[start]
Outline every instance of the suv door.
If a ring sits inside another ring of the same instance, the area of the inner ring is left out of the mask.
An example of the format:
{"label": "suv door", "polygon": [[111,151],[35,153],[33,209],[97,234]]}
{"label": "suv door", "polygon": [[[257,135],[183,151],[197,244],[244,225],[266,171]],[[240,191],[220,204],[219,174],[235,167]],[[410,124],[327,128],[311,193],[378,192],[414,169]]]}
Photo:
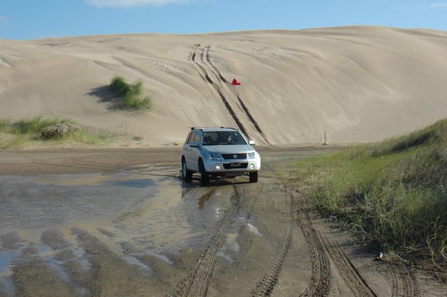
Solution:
[end]
#### [Direction]
Copy every line of the records above without any changes, leaving out the picture.

#### [Exercise response]
Outline every instance of the suv door.
If a ring sits inside another ring of the same instance, the area of the inner ring is left out of the mask.
An example of the format:
{"label": "suv door", "polygon": [[111,151],[35,153],[33,209],[97,234]]}
{"label": "suv door", "polygon": [[[257,135],[183,151],[197,244],[244,225],[266,171]],[[240,191],[220,204],[219,174],[235,167]],[[410,124],[327,128],[311,193],[378,192],[414,169]]]}
Photo:
Solution:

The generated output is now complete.